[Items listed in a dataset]
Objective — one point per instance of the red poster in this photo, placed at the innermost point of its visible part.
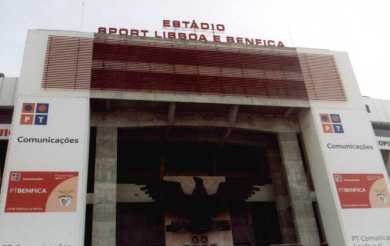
(362, 190)
(42, 192)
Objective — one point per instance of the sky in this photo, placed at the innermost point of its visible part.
(359, 27)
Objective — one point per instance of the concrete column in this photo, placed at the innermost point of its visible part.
(304, 219)
(104, 210)
(386, 157)
(280, 193)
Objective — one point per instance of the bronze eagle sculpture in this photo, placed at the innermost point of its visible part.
(198, 208)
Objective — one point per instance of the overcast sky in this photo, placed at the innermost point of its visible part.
(359, 27)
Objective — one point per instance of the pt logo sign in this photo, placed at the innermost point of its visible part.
(34, 114)
(331, 123)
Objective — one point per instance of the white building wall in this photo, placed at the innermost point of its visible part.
(7, 91)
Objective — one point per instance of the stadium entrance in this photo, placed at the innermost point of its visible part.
(188, 174)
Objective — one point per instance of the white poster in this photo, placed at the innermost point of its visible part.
(43, 194)
(358, 178)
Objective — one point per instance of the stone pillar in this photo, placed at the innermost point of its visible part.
(386, 157)
(281, 195)
(304, 219)
(104, 209)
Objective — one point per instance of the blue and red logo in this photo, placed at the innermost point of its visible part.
(34, 114)
(331, 123)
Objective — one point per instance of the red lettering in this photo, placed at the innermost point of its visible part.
(176, 24)
(204, 26)
(166, 23)
(220, 27)
(192, 36)
(217, 38)
(271, 43)
(182, 36)
(259, 42)
(280, 44)
(134, 32)
(202, 37)
(123, 31)
(249, 41)
(186, 23)
(171, 35)
(156, 35)
(194, 25)
(102, 30)
(112, 30)
(229, 39)
(144, 32)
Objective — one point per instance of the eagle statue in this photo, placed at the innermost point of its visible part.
(198, 208)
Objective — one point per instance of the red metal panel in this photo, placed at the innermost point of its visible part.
(68, 63)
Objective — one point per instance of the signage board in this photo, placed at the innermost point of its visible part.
(191, 30)
(43, 193)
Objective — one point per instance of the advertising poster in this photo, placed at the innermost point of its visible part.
(362, 190)
(43, 193)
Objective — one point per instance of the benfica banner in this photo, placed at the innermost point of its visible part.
(44, 186)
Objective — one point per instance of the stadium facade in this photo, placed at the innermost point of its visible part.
(110, 139)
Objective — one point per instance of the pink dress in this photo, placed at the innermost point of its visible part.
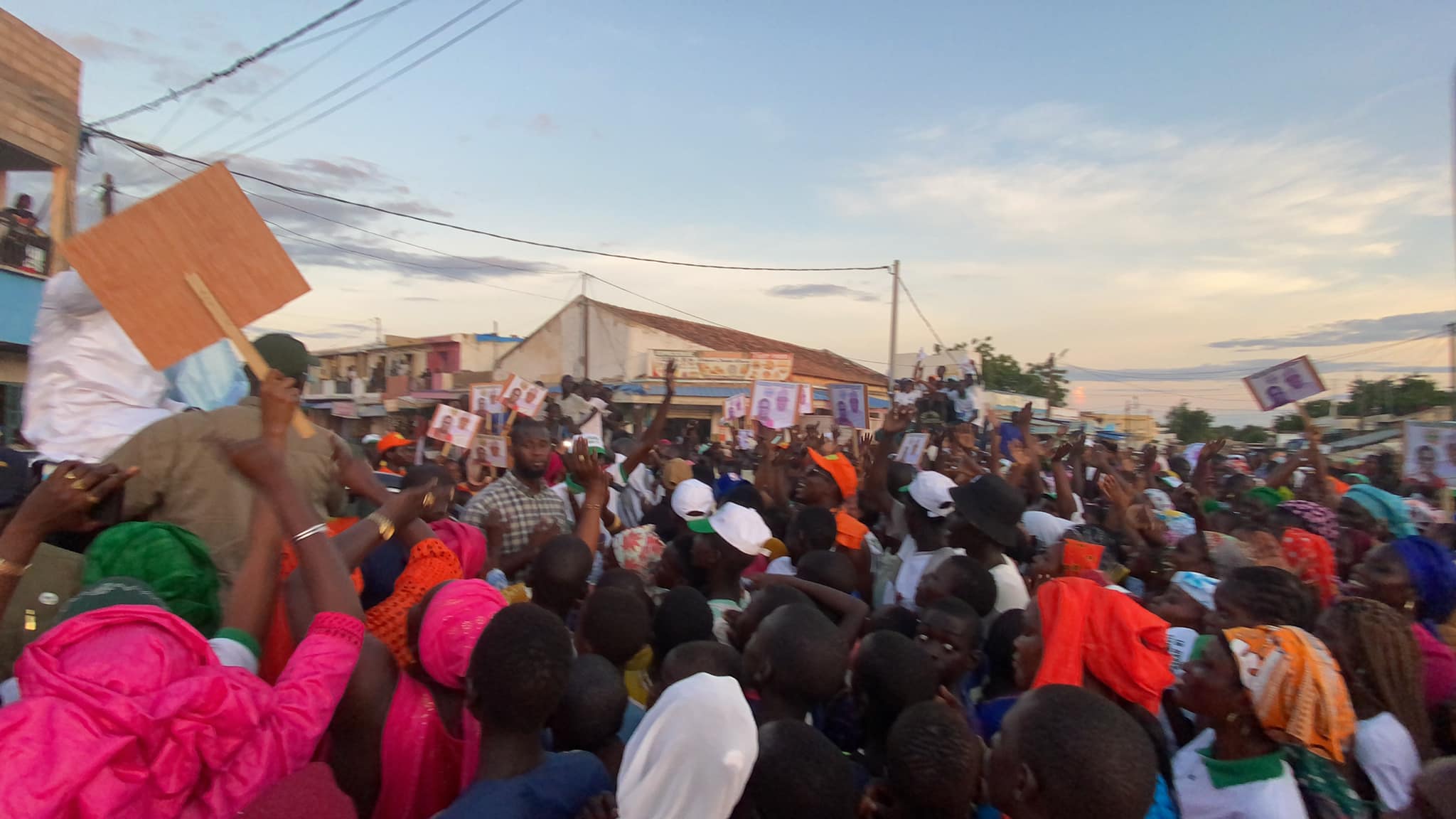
(127, 713)
(1439, 665)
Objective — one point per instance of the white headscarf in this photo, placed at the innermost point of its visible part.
(1044, 527)
(692, 754)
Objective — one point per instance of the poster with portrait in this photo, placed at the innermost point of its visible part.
(775, 404)
(736, 407)
(1285, 384)
(486, 398)
(490, 451)
(1430, 452)
(523, 397)
(912, 449)
(746, 439)
(453, 426)
(846, 401)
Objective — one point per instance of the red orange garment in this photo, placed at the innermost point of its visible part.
(1089, 630)
(1312, 560)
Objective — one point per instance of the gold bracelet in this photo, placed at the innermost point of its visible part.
(11, 569)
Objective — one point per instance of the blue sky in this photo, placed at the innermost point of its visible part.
(1162, 190)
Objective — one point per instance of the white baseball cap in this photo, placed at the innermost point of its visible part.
(932, 491)
(742, 527)
(693, 502)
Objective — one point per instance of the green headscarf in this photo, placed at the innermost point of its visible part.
(168, 559)
(111, 592)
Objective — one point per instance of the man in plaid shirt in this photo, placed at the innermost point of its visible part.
(520, 502)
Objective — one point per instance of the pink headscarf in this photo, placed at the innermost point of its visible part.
(422, 769)
(127, 712)
(468, 544)
(455, 620)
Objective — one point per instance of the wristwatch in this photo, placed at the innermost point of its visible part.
(386, 527)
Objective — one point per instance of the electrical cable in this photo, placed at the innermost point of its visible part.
(383, 82)
(351, 82)
(154, 151)
(373, 21)
(226, 72)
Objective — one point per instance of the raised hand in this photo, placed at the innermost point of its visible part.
(65, 502)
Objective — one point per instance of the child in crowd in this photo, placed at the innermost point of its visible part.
(800, 774)
(933, 769)
(999, 692)
(1066, 752)
(811, 530)
(615, 624)
(725, 547)
(592, 713)
(951, 636)
(519, 672)
(796, 662)
(560, 576)
(958, 577)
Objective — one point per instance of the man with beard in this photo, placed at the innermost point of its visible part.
(520, 500)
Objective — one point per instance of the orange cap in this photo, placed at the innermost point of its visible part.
(840, 470)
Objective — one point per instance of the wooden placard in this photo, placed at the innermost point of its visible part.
(139, 259)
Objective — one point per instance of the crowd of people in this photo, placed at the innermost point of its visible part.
(654, 627)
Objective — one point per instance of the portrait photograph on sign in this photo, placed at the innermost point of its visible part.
(1430, 452)
(491, 451)
(453, 426)
(523, 397)
(1285, 384)
(912, 449)
(846, 401)
(775, 404)
(486, 398)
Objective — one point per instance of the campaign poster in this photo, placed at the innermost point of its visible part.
(1285, 384)
(912, 449)
(775, 404)
(523, 397)
(736, 407)
(453, 426)
(490, 449)
(846, 401)
(1430, 452)
(486, 398)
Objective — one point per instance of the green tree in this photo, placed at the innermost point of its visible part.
(1189, 424)
(1050, 382)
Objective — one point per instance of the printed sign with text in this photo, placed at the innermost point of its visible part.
(1285, 384)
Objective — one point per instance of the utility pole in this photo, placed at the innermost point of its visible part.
(894, 327)
(586, 330)
(1450, 352)
(108, 188)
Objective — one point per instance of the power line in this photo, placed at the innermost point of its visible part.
(373, 21)
(921, 312)
(158, 152)
(340, 30)
(376, 86)
(355, 79)
(229, 70)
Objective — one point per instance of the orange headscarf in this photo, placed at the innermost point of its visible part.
(1296, 688)
(1089, 630)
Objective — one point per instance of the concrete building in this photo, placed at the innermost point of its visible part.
(355, 390)
(40, 133)
(628, 348)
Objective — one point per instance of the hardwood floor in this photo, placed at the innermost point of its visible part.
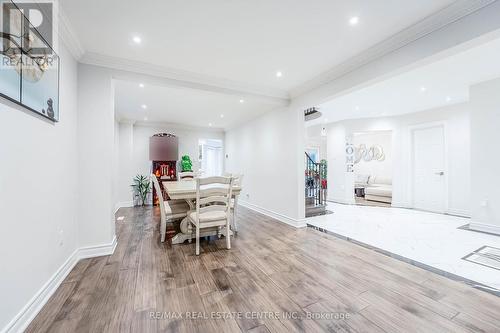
(274, 279)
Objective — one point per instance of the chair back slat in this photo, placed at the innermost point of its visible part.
(215, 180)
(212, 199)
(213, 191)
(237, 178)
(213, 208)
(213, 194)
(160, 197)
(187, 175)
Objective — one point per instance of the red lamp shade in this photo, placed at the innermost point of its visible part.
(163, 148)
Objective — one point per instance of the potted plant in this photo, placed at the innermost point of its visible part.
(141, 189)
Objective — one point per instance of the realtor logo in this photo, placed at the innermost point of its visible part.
(27, 26)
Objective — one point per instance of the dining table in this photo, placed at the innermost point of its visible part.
(186, 190)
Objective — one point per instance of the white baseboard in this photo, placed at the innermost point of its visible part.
(97, 251)
(341, 200)
(458, 212)
(122, 204)
(35, 304)
(297, 223)
(489, 228)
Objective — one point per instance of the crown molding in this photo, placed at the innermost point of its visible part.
(187, 79)
(173, 126)
(69, 37)
(428, 25)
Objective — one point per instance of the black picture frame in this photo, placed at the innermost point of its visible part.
(23, 53)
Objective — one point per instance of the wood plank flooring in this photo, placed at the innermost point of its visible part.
(274, 279)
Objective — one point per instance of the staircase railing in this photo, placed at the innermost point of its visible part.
(315, 183)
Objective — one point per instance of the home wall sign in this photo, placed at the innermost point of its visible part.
(29, 66)
(374, 153)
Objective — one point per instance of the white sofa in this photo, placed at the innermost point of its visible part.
(376, 188)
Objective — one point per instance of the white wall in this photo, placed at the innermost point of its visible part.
(485, 160)
(268, 151)
(375, 169)
(96, 139)
(315, 140)
(456, 120)
(38, 194)
(134, 150)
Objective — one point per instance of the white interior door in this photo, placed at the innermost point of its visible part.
(429, 178)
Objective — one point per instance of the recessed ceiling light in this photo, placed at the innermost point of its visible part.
(354, 20)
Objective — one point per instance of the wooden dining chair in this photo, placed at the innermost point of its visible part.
(237, 181)
(213, 198)
(187, 175)
(169, 210)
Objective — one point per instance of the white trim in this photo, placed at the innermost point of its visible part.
(123, 204)
(297, 223)
(430, 24)
(182, 78)
(490, 228)
(177, 126)
(21, 321)
(341, 200)
(459, 212)
(98, 250)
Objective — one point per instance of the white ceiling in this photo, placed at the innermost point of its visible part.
(445, 82)
(183, 106)
(242, 41)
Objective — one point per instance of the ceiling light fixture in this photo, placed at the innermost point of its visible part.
(354, 20)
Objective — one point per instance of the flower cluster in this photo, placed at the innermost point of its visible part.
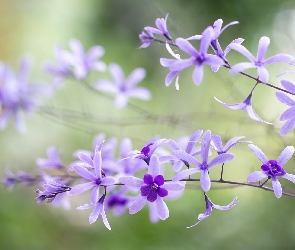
(129, 180)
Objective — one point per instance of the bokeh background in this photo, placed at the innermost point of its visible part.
(260, 221)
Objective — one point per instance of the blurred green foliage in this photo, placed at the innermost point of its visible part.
(260, 221)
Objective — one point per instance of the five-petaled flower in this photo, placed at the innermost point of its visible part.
(124, 88)
(289, 114)
(272, 169)
(152, 189)
(97, 179)
(203, 166)
(259, 62)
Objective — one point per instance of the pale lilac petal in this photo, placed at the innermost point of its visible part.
(205, 146)
(84, 173)
(121, 100)
(288, 126)
(229, 206)
(82, 188)
(205, 180)
(162, 209)
(288, 114)
(231, 142)
(186, 157)
(217, 143)
(256, 176)
(108, 181)
(97, 161)
(241, 49)
(137, 205)
(135, 77)
(207, 36)
(283, 98)
(131, 181)
(285, 155)
(184, 45)
(289, 177)
(241, 67)
(277, 188)
(181, 64)
(185, 173)
(192, 141)
(84, 157)
(279, 58)
(240, 105)
(259, 154)
(263, 74)
(221, 159)
(174, 186)
(262, 48)
(198, 74)
(95, 194)
(154, 166)
(140, 93)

Exercise goal
Reproduce the rows from the line containing "Objective — one point per instance of the five-petaled" through the end of the rows, inclusive.

Output for this exercise
Objective — one point per instance of the five-petaled flower in this photo, placed at the innermost point of its visible part.
(124, 88)
(289, 114)
(272, 169)
(152, 189)
(97, 179)
(203, 166)
(259, 62)
Objective — one point per instance of the pale lilac petal in this photo, placed at the innermost point of its visible part.
(205, 146)
(84, 173)
(121, 100)
(288, 126)
(229, 206)
(82, 188)
(205, 180)
(162, 209)
(288, 114)
(231, 142)
(186, 157)
(217, 143)
(256, 176)
(108, 181)
(97, 161)
(241, 49)
(137, 205)
(135, 77)
(207, 36)
(283, 98)
(131, 181)
(285, 155)
(184, 45)
(289, 177)
(241, 67)
(277, 188)
(181, 64)
(185, 173)
(192, 141)
(84, 157)
(279, 58)
(240, 105)
(259, 154)
(263, 74)
(221, 159)
(174, 186)
(262, 48)
(198, 74)
(95, 194)
(154, 166)
(140, 93)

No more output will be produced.